DATASET EXTRACT =>
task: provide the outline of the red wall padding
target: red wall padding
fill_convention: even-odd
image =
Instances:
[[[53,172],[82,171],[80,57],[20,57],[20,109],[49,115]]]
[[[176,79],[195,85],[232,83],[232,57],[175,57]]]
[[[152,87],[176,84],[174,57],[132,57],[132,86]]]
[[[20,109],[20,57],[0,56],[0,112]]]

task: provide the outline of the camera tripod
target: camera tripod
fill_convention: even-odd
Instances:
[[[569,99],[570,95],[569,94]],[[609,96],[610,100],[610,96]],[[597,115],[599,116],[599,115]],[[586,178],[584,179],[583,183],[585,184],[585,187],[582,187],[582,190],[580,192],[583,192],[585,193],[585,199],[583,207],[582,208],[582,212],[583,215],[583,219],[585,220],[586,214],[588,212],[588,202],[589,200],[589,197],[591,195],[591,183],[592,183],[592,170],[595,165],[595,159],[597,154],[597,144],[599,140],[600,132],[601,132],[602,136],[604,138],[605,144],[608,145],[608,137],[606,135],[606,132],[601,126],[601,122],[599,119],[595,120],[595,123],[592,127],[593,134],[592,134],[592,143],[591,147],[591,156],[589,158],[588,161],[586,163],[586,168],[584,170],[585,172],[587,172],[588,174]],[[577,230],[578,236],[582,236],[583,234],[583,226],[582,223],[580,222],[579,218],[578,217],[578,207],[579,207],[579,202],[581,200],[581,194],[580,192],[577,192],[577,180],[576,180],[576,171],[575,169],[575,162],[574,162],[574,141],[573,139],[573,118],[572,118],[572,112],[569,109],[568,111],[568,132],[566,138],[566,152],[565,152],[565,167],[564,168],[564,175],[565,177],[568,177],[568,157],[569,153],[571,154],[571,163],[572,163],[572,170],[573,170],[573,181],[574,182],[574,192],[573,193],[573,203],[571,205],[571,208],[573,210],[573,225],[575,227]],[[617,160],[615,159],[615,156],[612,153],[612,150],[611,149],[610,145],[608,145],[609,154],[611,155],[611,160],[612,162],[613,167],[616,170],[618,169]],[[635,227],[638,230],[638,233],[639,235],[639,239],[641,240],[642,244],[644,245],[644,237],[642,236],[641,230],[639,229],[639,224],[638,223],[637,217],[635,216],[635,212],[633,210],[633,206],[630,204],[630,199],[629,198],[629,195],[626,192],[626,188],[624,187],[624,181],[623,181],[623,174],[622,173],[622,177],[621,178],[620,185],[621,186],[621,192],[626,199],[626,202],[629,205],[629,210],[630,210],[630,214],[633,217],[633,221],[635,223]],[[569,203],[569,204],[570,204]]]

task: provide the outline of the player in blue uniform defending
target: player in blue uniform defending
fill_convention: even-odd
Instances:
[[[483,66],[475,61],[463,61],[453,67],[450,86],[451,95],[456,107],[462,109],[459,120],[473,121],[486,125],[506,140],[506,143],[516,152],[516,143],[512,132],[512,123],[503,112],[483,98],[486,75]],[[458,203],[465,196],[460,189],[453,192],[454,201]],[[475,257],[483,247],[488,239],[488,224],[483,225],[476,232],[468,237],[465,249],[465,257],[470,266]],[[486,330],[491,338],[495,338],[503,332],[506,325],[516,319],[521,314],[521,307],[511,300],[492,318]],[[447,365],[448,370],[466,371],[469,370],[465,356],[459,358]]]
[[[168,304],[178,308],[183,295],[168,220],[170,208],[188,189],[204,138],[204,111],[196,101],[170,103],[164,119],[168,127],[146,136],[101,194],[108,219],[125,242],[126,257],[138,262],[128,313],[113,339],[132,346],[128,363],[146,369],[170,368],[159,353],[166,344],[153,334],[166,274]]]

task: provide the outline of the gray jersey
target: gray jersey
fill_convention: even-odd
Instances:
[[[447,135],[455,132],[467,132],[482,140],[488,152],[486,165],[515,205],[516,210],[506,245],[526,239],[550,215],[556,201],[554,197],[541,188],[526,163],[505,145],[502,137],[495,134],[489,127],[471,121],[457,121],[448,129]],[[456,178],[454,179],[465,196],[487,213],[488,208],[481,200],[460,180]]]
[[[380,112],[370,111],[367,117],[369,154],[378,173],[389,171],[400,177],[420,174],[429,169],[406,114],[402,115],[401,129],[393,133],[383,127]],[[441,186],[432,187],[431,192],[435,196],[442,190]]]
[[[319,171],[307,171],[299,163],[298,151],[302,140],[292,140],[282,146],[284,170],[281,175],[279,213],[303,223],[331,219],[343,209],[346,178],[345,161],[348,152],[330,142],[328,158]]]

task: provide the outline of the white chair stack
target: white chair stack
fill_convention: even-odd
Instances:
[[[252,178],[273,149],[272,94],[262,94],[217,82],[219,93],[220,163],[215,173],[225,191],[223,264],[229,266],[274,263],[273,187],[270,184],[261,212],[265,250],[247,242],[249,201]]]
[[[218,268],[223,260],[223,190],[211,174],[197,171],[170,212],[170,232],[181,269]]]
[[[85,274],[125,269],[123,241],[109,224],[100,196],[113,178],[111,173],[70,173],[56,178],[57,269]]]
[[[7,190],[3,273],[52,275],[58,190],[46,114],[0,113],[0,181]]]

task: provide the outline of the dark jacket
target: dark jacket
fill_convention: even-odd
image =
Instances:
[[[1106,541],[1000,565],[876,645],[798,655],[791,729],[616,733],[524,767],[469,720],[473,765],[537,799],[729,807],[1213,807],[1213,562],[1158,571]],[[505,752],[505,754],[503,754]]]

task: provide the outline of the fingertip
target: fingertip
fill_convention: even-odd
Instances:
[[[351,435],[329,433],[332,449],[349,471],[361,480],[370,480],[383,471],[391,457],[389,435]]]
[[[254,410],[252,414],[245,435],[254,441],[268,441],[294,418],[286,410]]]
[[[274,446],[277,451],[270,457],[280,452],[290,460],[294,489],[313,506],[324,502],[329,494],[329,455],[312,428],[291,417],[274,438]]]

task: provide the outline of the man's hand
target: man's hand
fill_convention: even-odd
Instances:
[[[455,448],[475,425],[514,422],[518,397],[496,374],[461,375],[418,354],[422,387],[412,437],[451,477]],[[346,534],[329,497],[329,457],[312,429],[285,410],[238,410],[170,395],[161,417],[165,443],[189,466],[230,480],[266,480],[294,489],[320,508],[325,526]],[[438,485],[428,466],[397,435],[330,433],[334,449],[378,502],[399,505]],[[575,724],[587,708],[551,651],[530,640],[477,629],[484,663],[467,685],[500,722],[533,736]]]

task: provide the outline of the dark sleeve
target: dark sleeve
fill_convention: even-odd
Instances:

WHAT NEEDS TO BE DONE => Rewrite all of the lines above, substituting "fill_rule" for every "fill_convention" and leaving everything else unchanged.

RESULT OF THE TASK =>
task: provide the outline of the red wall padding
target: red wall padding
fill_rule: even-odd
image =
Instances:
[[[53,172],[82,171],[80,57],[20,57],[20,109],[49,115]]]
[[[176,79],[195,85],[232,83],[232,57],[175,57]]]
[[[152,87],[176,84],[174,57],[132,57],[132,86]]]
[[[20,109],[20,57],[0,56],[0,112]]]

task: provide the outline of the camera tripod
target: camera tripod
fill_rule: even-odd
Instances:
[[[569,99],[570,95],[569,94]],[[609,96],[610,100],[610,96]],[[597,115],[599,116],[599,115]],[[586,178],[584,179],[583,183],[585,184],[585,187],[582,187],[582,190],[580,192],[583,192],[585,193],[585,199],[583,207],[582,208],[582,212],[583,215],[583,219],[585,220],[586,214],[588,212],[588,202],[589,200],[589,197],[591,195],[591,183],[592,183],[592,170],[595,165],[595,159],[597,154],[597,144],[599,140],[600,132],[601,132],[602,136],[604,138],[605,144],[608,145],[608,137],[606,135],[606,132],[601,126],[601,122],[599,119],[595,120],[595,123],[592,127],[593,134],[592,134],[592,143],[591,147],[591,156],[589,158],[588,161],[586,163],[586,168],[584,170],[585,172],[587,172],[588,174]],[[577,230],[578,236],[582,236],[583,234],[583,226],[582,223],[580,222],[579,218],[578,217],[578,207],[579,207],[579,202],[581,200],[581,194],[580,192],[577,192],[577,180],[576,180],[576,171],[575,169],[575,162],[574,162],[574,141],[573,139],[573,118],[572,118],[572,112],[569,109],[568,111],[568,132],[566,138],[566,152],[565,152],[565,167],[564,168],[564,175],[565,177],[568,177],[568,157],[569,153],[571,154],[571,163],[572,163],[572,170],[573,170],[573,181],[574,182],[574,192],[573,193],[573,203],[571,205],[571,208],[573,210],[573,225],[575,227]],[[617,160],[615,159],[615,156],[612,153],[612,150],[611,149],[610,145],[608,145],[609,154],[611,155],[611,160],[612,162],[613,167],[616,170],[618,169]],[[635,227],[638,230],[638,233],[639,235],[639,239],[641,240],[642,244],[644,245],[644,237],[642,236],[641,230],[639,229],[639,224],[638,223],[637,217],[635,216],[635,212],[633,210],[633,206],[630,204],[630,199],[629,198],[629,195],[626,192],[626,188],[624,187],[624,181],[623,181],[623,174],[622,173],[622,177],[621,178],[620,185],[621,186],[621,192],[626,199],[626,202],[629,205],[629,210],[630,210],[630,214],[633,217],[633,221],[635,223]],[[569,203],[569,204],[570,204]]]

task: provide the outline of the player in blue uniform defending
target: player in blue uniform defending
fill_rule: even-odd
Instances:
[[[483,66],[475,61],[463,61],[453,67],[450,86],[451,95],[456,107],[462,109],[459,120],[473,121],[486,125],[506,140],[506,143],[516,152],[516,143],[512,132],[512,123],[503,112],[483,98],[486,75]],[[458,203],[465,196],[460,189],[453,192],[454,201]],[[475,257],[483,247],[488,239],[488,224],[483,225],[476,232],[468,237],[465,249],[465,257],[470,266]],[[486,330],[491,338],[495,338],[503,332],[506,325],[516,319],[521,314],[521,307],[511,300],[492,318]],[[447,365],[448,370],[466,371],[469,370],[465,356],[459,358]]]
[[[168,304],[178,308],[183,295],[168,220],[170,208],[188,189],[204,138],[204,111],[196,101],[170,103],[164,119],[168,127],[146,136],[101,194],[108,219],[125,242],[126,257],[138,262],[128,313],[113,339],[132,346],[128,363],[146,369],[170,368],[159,353],[166,344],[153,334],[166,274]]]

task: provide the outline of the gray jersey
target: gray jersey
fill_rule: even-odd
Instances:
[[[447,135],[455,132],[467,132],[482,140],[488,152],[486,165],[515,205],[516,210],[506,245],[526,239],[550,215],[556,201],[554,197],[541,188],[526,163],[505,145],[502,137],[495,134],[489,127],[471,121],[457,121],[448,129]],[[456,178],[454,179],[465,196],[487,213],[488,208],[481,200],[460,180]]]
[[[380,112],[370,111],[367,117],[369,154],[378,173],[389,171],[400,177],[420,174],[429,169],[406,114],[402,115],[401,129],[393,133],[383,127]],[[441,186],[432,187],[431,192],[435,196],[442,190]]]
[[[319,171],[307,171],[299,163],[298,151],[302,140],[292,140],[282,146],[284,170],[281,175],[279,213],[303,223],[331,219],[343,209],[346,178],[345,161],[348,152],[330,142],[328,158]]]

task: provide the outline of the white chair stack
target: white chair stack
fill_rule: even-odd
Instances:
[[[252,178],[273,149],[272,94],[262,94],[217,82],[219,93],[220,163],[215,173],[225,191],[223,264],[229,266],[274,263],[273,187],[270,184],[261,212],[265,250],[247,242],[249,201]]]
[[[218,268],[223,260],[223,190],[211,174],[197,171],[170,212],[170,232],[181,269]]]
[[[85,274],[125,269],[123,241],[109,224],[100,196],[113,178],[111,173],[70,173],[56,178],[57,269]]]
[[[7,190],[3,273],[52,275],[58,190],[46,114],[0,113],[0,181]]]

task: provide the outline of the dark jacket
target: dark jacket
fill_rule: even-odd
image =
Instances:
[[[1106,541],[1000,565],[876,645],[798,655],[791,729],[616,733],[524,767],[469,720],[473,765],[537,799],[729,807],[1213,807],[1213,562],[1158,571]],[[505,752],[505,754],[503,754]]]

task: provide the outline of the fingertip
target: fingertip
fill_rule: even-odd
Instances:
[[[351,435],[329,433],[332,449],[349,471],[361,480],[370,480],[383,471],[391,457],[389,435]]]
[[[254,410],[252,414],[245,435],[254,441],[268,441],[294,418],[286,410]]]
[[[274,446],[277,451],[270,457],[280,452],[290,460],[294,489],[313,506],[324,502],[329,494],[329,455],[312,428],[291,417],[274,438]]]

task: provide the outline of the man's hand
target: man's hand
fill_rule: even-odd
Instances:
[[[455,448],[475,425],[514,422],[518,397],[496,374],[461,375],[418,354],[422,387],[412,437],[451,477]],[[346,534],[329,497],[329,457],[312,429],[285,410],[238,410],[170,395],[161,417],[165,443],[189,466],[230,480],[266,480],[294,489],[320,508],[325,526]],[[438,485],[428,466],[397,435],[330,433],[334,449],[378,502],[399,505]],[[575,724],[587,708],[551,651],[530,640],[477,629],[484,663],[467,685],[500,722],[533,736]]]

task: provide the outline of the dark sleeve
target: dark sleeve
fill_rule: even-odd
Instances:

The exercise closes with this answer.